Give the entries again exactly as they appear, but without the images.

* _DATA RECORDS_:
+ + + + +
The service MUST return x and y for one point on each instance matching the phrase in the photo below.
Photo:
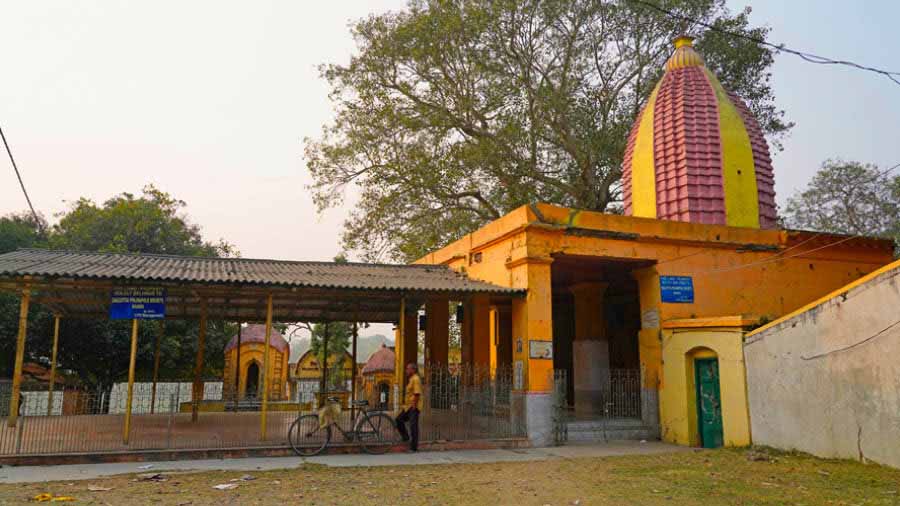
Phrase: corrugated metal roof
(230, 271)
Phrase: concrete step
(622, 429)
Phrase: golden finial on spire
(684, 55)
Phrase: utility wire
(812, 58)
(776, 257)
(37, 221)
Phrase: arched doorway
(251, 390)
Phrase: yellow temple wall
(686, 340)
(757, 274)
(733, 269)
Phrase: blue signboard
(137, 303)
(678, 289)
+ + + + +
* _FINAL ANSWER_:
The service MUST return x and y for one point on each instance matching the phrase in the photo below.
Photo:
Phrase: corrugated metal roof
(230, 271)
Phrase: concrete step
(622, 429)
Phrase: golden finial on spire
(684, 55)
Phrase: utility wire
(812, 58)
(776, 257)
(37, 221)
Phrase: arched doorway
(251, 390)
Phrase: yellow temple wall
(686, 340)
(757, 274)
(733, 269)
Phrase: blue signboard
(137, 303)
(678, 289)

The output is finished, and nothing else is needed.